**What you are asked to do**:
Please restate each entry that appears below word for word, without its pictures.

**Source material**:
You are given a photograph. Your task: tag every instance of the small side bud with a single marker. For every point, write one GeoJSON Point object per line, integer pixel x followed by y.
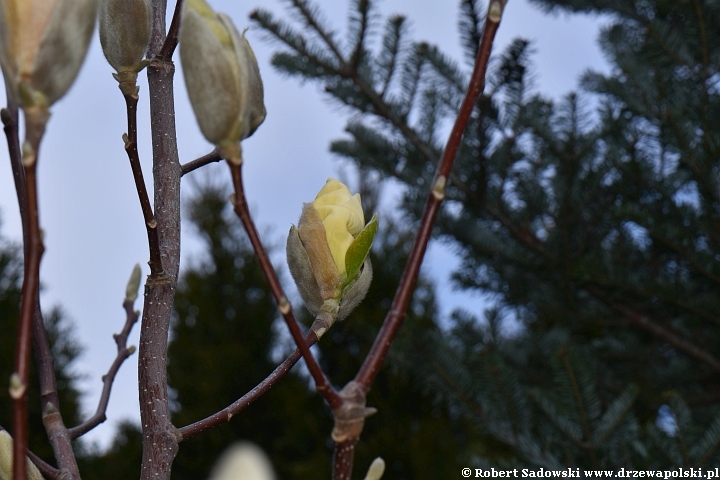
{"type": "Point", "coordinates": [17, 388]}
{"type": "Point", "coordinates": [243, 461]}
{"type": "Point", "coordinates": [6, 459]}
{"type": "Point", "coordinates": [133, 286]}
{"type": "Point", "coordinates": [376, 470]}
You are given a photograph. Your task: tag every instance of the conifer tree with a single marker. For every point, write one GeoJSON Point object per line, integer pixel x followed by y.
{"type": "Point", "coordinates": [594, 230]}
{"type": "Point", "coordinates": [63, 344]}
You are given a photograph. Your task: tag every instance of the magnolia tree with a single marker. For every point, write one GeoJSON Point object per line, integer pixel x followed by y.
{"type": "Point", "coordinates": [42, 46]}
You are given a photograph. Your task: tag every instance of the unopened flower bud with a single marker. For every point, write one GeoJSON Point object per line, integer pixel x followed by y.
{"type": "Point", "coordinates": [328, 252]}
{"type": "Point", "coordinates": [42, 46]}
{"type": "Point", "coordinates": [6, 459]}
{"type": "Point", "coordinates": [133, 286]}
{"type": "Point", "coordinates": [125, 27]}
{"type": "Point", "coordinates": [376, 470]}
{"type": "Point", "coordinates": [222, 77]}
{"type": "Point", "coordinates": [243, 461]}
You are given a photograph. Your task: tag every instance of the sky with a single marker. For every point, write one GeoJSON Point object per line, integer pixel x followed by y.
{"type": "Point", "coordinates": [91, 216]}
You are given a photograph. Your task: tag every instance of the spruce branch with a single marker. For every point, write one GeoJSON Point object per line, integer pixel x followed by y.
{"type": "Point", "coordinates": [311, 15]}
{"type": "Point", "coordinates": [392, 46]}
{"type": "Point", "coordinates": [199, 162]}
{"type": "Point", "coordinates": [396, 315]}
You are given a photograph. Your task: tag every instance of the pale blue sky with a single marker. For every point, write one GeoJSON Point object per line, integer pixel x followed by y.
{"type": "Point", "coordinates": [89, 209]}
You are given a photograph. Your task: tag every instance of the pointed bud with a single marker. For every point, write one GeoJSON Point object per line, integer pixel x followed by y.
{"type": "Point", "coordinates": [133, 286]}
{"type": "Point", "coordinates": [6, 460]}
{"type": "Point", "coordinates": [244, 461]}
{"type": "Point", "coordinates": [376, 470]}
{"type": "Point", "coordinates": [42, 46]}
{"type": "Point", "coordinates": [125, 27]}
{"type": "Point", "coordinates": [328, 252]}
{"type": "Point", "coordinates": [222, 77]}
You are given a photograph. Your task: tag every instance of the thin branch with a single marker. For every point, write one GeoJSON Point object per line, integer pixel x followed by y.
{"type": "Point", "coordinates": [396, 315]}
{"type": "Point", "coordinates": [131, 317]}
{"type": "Point", "coordinates": [132, 152]}
{"type": "Point", "coordinates": [160, 436]}
{"type": "Point", "coordinates": [243, 212]}
{"type": "Point", "coordinates": [211, 157]}
{"type": "Point", "coordinates": [171, 41]}
{"type": "Point", "coordinates": [646, 323]}
{"type": "Point", "coordinates": [50, 403]}
{"type": "Point", "coordinates": [47, 470]}
{"type": "Point", "coordinates": [35, 121]}
{"type": "Point", "coordinates": [55, 428]}
{"type": "Point", "coordinates": [224, 415]}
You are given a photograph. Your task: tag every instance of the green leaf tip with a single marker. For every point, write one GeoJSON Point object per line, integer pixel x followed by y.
{"type": "Point", "coordinates": [359, 249]}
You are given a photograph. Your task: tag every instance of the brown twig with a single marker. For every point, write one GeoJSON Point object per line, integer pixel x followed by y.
{"type": "Point", "coordinates": [396, 315]}
{"type": "Point", "coordinates": [132, 152]}
{"type": "Point", "coordinates": [48, 471]}
{"type": "Point", "coordinates": [350, 418]}
{"type": "Point", "coordinates": [171, 41]}
{"type": "Point", "coordinates": [35, 121]}
{"type": "Point", "coordinates": [55, 428]}
{"type": "Point", "coordinates": [211, 157]}
{"type": "Point", "coordinates": [131, 317]}
{"type": "Point", "coordinates": [160, 437]}
{"type": "Point", "coordinates": [224, 415]}
{"type": "Point", "coordinates": [243, 212]}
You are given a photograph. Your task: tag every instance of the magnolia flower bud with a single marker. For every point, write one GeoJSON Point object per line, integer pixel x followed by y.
{"type": "Point", "coordinates": [328, 252]}
{"type": "Point", "coordinates": [376, 470]}
{"type": "Point", "coordinates": [244, 461]}
{"type": "Point", "coordinates": [6, 460]}
{"type": "Point", "coordinates": [125, 27]}
{"type": "Point", "coordinates": [42, 46]}
{"type": "Point", "coordinates": [222, 77]}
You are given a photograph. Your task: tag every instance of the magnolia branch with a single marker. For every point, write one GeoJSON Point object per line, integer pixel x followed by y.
{"type": "Point", "coordinates": [243, 212]}
{"type": "Point", "coordinates": [224, 415]}
{"type": "Point", "coordinates": [130, 139]}
{"type": "Point", "coordinates": [48, 471]}
{"type": "Point", "coordinates": [347, 430]}
{"type": "Point", "coordinates": [122, 354]}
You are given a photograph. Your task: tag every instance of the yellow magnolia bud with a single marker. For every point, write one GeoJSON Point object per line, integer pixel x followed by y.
{"type": "Point", "coordinates": [6, 460]}
{"type": "Point", "coordinates": [222, 77]}
{"type": "Point", "coordinates": [342, 216]}
{"type": "Point", "coordinates": [125, 27]}
{"type": "Point", "coordinates": [328, 252]}
{"type": "Point", "coordinates": [243, 461]}
{"type": "Point", "coordinates": [376, 470]}
{"type": "Point", "coordinates": [42, 46]}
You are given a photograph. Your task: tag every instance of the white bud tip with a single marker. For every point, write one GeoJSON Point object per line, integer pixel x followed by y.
{"type": "Point", "coordinates": [17, 388]}
{"type": "Point", "coordinates": [243, 461]}
{"type": "Point", "coordinates": [495, 11]}
{"type": "Point", "coordinates": [376, 470]}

**Output of the exercise**:
You are given a photograph. Your task: tag every instance of the small side bud with a single marker. For every point, write one GeoJSON Point object per line, integer pixel x followed by y.
{"type": "Point", "coordinates": [17, 388]}
{"type": "Point", "coordinates": [243, 461]}
{"type": "Point", "coordinates": [6, 459]}
{"type": "Point", "coordinates": [133, 286]}
{"type": "Point", "coordinates": [376, 470]}
You are given a photograph. Your task: tag every instance of the conifer tree with a single marker. For every point, write one GeoJSON Point object per line, integer pixel x followed by y.
{"type": "Point", "coordinates": [594, 230]}
{"type": "Point", "coordinates": [63, 344]}
You are given a photograph. Your task: tag every instance of the magnolia tree with a single marker. For every point, write one GeoJSON Point object per line, integer pixel x followed by y.
{"type": "Point", "coordinates": [42, 46]}
You are given a photograph. Your task: tag every instance of the unopened flower bud with a single marker. For every point, write one GeoJSON Point object per line, integer pixel x followed by y.
{"type": "Point", "coordinates": [328, 252]}
{"type": "Point", "coordinates": [42, 46]}
{"type": "Point", "coordinates": [6, 459]}
{"type": "Point", "coordinates": [133, 286]}
{"type": "Point", "coordinates": [125, 27]}
{"type": "Point", "coordinates": [376, 470]}
{"type": "Point", "coordinates": [222, 77]}
{"type": "Point", "coordinates": [243, 461]}
You are given a photograph. Your task: tag every instance of the sky with a single marker. For every point, write one GeoJSON Point object per line, integer pixel x followed by y.
{"type": "Point", "coordinates": [91, 216]}
You are given a photograph. Your task: tag every instance of the spruce branch with a single marker. For every point, write one GeoJSON Point object per line, integer pixel x followed by y.
{"type": "Point", "coordinates": [311, 15]}
{"type": "Point", "coordinates": [392, 46]}
{"type": "Point", "coordinates": [199, 162]}
{"type": "Point", "coordinates": [396, 315]}
You are given a photograph. Your task: tag every instance of the pale blue sky with a single marker. For every point, write one GeoJSON Point object per line, integer pixel x followed by y.
{"type": "Point", "coordinates": [89, 209]}
You are given a photograph. Your task: tag every instance of the pointed bud with a single marker. For every point, write one GeoJSON Point object per line, integer pixel x followed by y.
{"type": "Point", "coordinates": [133, 286]}
{"type": "Point", "coordinates": [6, 460]}
{"type": "Point", "coordinates": [244, 461]}
{"type": "Point", "coordinates": [376, 470]}
{"type": "Point", "coordinates": [42, 46]}
{"type": "Point", "coordinates": [125, 27]}
{"type": "Point", "coordinates": [328, 252]}
{"type": "Point", "coordinates": [222, 77]}
You are given a photograph. Your task: tag every instance of the thin branch with a single marker. For every point, write one GeoJSON Point object per line, integer pixel x followed by y.
{"type": "Point", "coordinates": [396, 315]}
{"type": "Point", "coordinates": [131, 317]}
{"type": "Point", "coordinates": [132, 152]}
{"type": "Point", "coordinates": [160, 436]}
{"type": "Point", "coordinates": [243, 212]}
{"type": "Point", "coordinates": [211, 157]}
{"type": "Point", "coordinates": [171, 41]}
{"type": "Point", "coordinates": [646, 323]}
{"type": "Point", "coordinates": [50, 403]}
{"type": "Point", "coordinates": [47, 470]}
{"type": "Point", "coordinates": [35, 121]}
{"type": "Point", "coordinates": [55, 428]}
{"type": "Point", "coordinates": [224, 415]}
You are given a photograph. Your task: tag every instance of the green leaf tip with a single marker. For every point, write one GeoJSON Point object per line, integer pixel x followed by y.
{"type": "Point", "coordinates": [359, 249]}
You are given a photograph. Your task: tag every instance of the brown twig with a single marker. For every point, write one GeoJSON Point object per line, integer pixel x followed by y.
{"type": "Point", "coordinates": [396, 315]}
{"type": "Point", "coordinates": [132, 152]}
{"type": "Point", "coordinates": [48, 471]}
{"type": "Point", "coordinates": [350, 418]}
{"type": "Point", "coordinates": [171, 41]}
{"type": "Point", "coordinates": [35, 121]}
{"type": "Point", "coordinates": [55, 428]}
{"type": "Point", "coordinates": [211, 157]}
{"type": "Point", "coordinates": [131, 317]}
{"type": "Point", "coordinates": [160, 437]}
{"type": "Point", "coordinates": [224, 415]}
{"type": "Point", "coordinates": [243, 212]}
You are given a photograph. Your task: tag every instance of the magnolia flower bud with a single marker. For every point, write one GeoJSON Point object per line, integer pixel x followed by y.
{"type": "Point", "coordinates": [328, 252]}
{"type": "Point", "coordinates": [376, 470]}
{"type": "Point", "coordinates": [244, 461]}
{"type": "Point", "coordinates": [6, 460]}
{"type": "Point", "coordinates": [125, 27]}
{"type": "Point", "coordinates": [42, 46]}
{"type": "Point", "coordinates": [222, 77]}
You are given a photograph. Your task: tag every instance of the magnolia branch with a single marker. For every point, write one GeoJSON Point object per line, integer pixel x followed by y.
{"type": "Point", "coordinates": [243, 212]}
{"type": "Point", "coordinates": [224, 415]}
{"type": "Point", "coordinates": [130, 139]}
{"type": "Point", "coordinates": [48, 471]}
{"type": "Point", "coordinates": [347, 430]}
{"type": "Point", "coordinates": [122, 354]}
You are given a photograph. Your task: tag every instance of the yellow magnolia bud with a single marker. For every point, write one GeoJSON Point object per line, integer pixel x followed by y.
{"type": "Point", "coordinates": [6, 460]}
{"type": "Point", "coordinates": [222, 77]}
{"type": "Point", "coordinates": [342, 216]}
{"type": "Point", "coordinates": [125, 27]}
{"type": "Point", "coordinates": [328, 252]}
{"type": "Point", "coordinates": [243, 461]}
{"type": "Point", "coordinates": [376, 470]}
{"type": "Point", "coordinates": [42, 46]}
You are given a photograph. Your task: tag every instance of the white bud tip with a single marker. For every point, write one GeoJSON Point object per line, integer pixel x followed by y.
{"type": "Point", "coordinates": [17, 388]}
{"type": "Point", "coordinates": [243, 461]}
{"type": "Point", "coordinates": [495, 11]}
{"type": "Point", "coordinates": [376, 470]}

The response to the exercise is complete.